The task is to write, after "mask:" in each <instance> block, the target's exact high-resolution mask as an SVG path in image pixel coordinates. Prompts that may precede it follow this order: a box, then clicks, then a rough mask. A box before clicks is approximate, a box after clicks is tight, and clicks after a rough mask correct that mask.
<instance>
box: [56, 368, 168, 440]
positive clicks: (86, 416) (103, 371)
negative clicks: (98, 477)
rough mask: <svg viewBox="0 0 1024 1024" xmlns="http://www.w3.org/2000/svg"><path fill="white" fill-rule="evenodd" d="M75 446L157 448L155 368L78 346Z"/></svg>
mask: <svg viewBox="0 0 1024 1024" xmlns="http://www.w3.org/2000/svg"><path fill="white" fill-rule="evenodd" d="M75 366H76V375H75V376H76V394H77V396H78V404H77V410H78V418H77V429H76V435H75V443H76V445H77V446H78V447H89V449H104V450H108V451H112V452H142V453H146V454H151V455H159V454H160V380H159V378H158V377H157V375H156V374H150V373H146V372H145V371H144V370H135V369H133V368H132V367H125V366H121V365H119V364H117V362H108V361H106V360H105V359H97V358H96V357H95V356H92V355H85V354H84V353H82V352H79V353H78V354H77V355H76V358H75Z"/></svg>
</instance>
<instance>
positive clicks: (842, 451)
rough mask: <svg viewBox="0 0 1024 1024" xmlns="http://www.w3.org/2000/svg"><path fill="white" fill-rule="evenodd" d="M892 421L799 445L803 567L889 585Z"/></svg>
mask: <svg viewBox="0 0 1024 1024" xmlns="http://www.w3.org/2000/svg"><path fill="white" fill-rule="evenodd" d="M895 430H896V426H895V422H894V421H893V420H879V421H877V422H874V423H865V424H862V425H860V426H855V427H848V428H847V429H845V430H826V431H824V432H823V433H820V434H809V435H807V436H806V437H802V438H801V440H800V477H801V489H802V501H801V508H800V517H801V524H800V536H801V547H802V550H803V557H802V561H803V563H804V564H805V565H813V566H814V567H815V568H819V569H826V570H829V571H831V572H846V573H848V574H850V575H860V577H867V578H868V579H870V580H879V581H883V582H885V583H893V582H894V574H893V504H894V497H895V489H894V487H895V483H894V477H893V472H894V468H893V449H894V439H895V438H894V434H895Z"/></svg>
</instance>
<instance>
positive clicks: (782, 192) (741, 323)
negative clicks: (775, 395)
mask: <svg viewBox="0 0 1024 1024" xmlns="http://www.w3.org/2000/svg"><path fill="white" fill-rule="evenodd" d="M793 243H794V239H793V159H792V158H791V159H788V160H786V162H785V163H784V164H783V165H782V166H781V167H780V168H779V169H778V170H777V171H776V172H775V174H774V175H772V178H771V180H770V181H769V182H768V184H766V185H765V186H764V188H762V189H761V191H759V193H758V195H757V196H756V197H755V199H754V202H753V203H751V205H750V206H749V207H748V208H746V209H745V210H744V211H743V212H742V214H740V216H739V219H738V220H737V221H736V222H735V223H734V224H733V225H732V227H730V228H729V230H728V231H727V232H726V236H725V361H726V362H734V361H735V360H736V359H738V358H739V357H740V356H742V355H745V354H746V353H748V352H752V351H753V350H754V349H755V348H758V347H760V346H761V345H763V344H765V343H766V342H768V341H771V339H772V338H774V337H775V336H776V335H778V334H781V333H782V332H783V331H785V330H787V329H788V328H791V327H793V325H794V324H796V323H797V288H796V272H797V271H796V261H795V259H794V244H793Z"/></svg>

☆ ☆ ☆ ☆ ☆

What the exercise asks:
Format every nonblank line of the data above as a Markdown table with the columns Row and Line, numbering the rows in order.

Task output:
| Row | Line |
|---|---|
| 1 | The task is to write, after "mask:" in each <instance> block, the target's exact high-resolution mask as an SVG path in image pixel coordinates. Prompts that may precede it follow this order: a box, then clicks, then a rough mask. A box before clicks is approximate, a box after clicks is tight, and clicks after a rough mask correct that mask. |
| 2 | <instance> |
| 3 | box: [56, 368, 168, 440] |
| 4 | positive clicks: (86, 416) (103, 371) |
| 5 | negative clicks: (98, 477) |
| 6 | rough mask: <svg viewBox="0 0 1024 1024" xmlns="http://www.w3.org/2000/svg"><path fill="white" fill-rule="evenodd" d="M75 446L157 448L155 368L78 346Z"/></svg> |
| 7 | mask: <svg viewBox="0 0 1024 1024" xmlns="http://www.w3.org/2000/svg"><path fill="white" fill-rule="evenodd" d="M75 366H76V375H75V376H76V394H77V396H78V404H77V410H78V418H77V429H76V435H75V443H76V445H77V446H78V447H89V449H104V450H108V451H112V452H142V453H146V454H151V455H159V454H160V380H159V378H158V377H157V375H156V374H150V373H146V372H145V371H144V370H135V369H133V368H132V367H125V366H121V365H119V364H117V362H108V361H106V360H105V359H97V358H96V357H95V356H92V355H85V354H84V353H82V352H79V353H78V354H77V355H76V358H75Z"/></svg> |
| 8 | </instance> |
| 9 | <instance> |
| 10 | positive clicks: (842, 451) |
| 11 | rough mask: <svg viewBox="0 0 1024 1024" xmlns="http://www.w3.org/2000/svg"><path fill="white" fill-rule="evenodd" d="M892 421L799 445L803 567L889 585Z"/></svg> |
| 12 | mask: <svg viewBox="0 0 1024 1024" xmlns="http://www.w3.org/2000/svg"><path fill="white" fill-rule="evenodd" d="M895 430H896V426H895V422H894V421H893V420H879V421H877V422H874V423H865V424H862V425H860V426H855V427H848V428H847V429H845V430H826V431H824V432H823V433H820V434H809V435H807V436H806V437H802V438H801V440H800V477H801V489H802V501H801V508H800V517H801V524H800V536H801V547H802V550H803V557H802V561H803V563H804V564H805V565H813V566H814V567H815V568H819V569H826V570H829V571H831V572H846V573H848V574H850V575H860V577H867V578H868V579H870V580H879V581H883V582H885V583H893V582H894V574H893V504H894V497H895V489H894V487H895V483H894V477H893V472H894V468H893V449H894V439H895V438H894V434H895Z"/></svg> |
| 13 | </instance> |
| 14 | <instance> |
| 15 | positive clicks: (782, 192) (741, 323) |
| 16 | negative clicks: (775, 395) |
| 17 | mask: <svg viewBox="0 0 1024 1024" xmlns="http://www.w3.org/2000/svg"><path fill="white" fill-rule="evenodd" d="M793 243H794V239H793V159H792V158H791V159H788V160H786V162H785V163H784V164H783V165H782V166H781V167H780V168H779V169H778V170H777V171H776V172H775V174H774V175H772V178H771V180H770V181H769V182H768V184H766V185H765V186H764V188H762V189H761V191H759V193H758V195H757V196H756V197H755V199H754V202H753V203H751V205H750V206H749V207H748V208H746V209H745V210H744V211H743V212H742V214H740V216H739V219H738V220H737V221H736V222H735V223H734V224H733V225H732V227H730V228H729V230H728V231H727V232H726V236H725V361H726V362H734V361H735V360H736V359H738V358H739V357H740V356H742V355H745V354H746V353H748V352H752V351H753V350H754V349H755V348H758V347H760V346H761V345H763V344H765V343H766V342H768V341H771V339H772V338H774V337H775V336H776V335H778V334H781V333H782V332H783V331H785V330H787V329H788V328H791V327H793V325H794V324H796V323H797V288H796V272H797V271H796V261H795V259H794V244H793Z"/></svg> |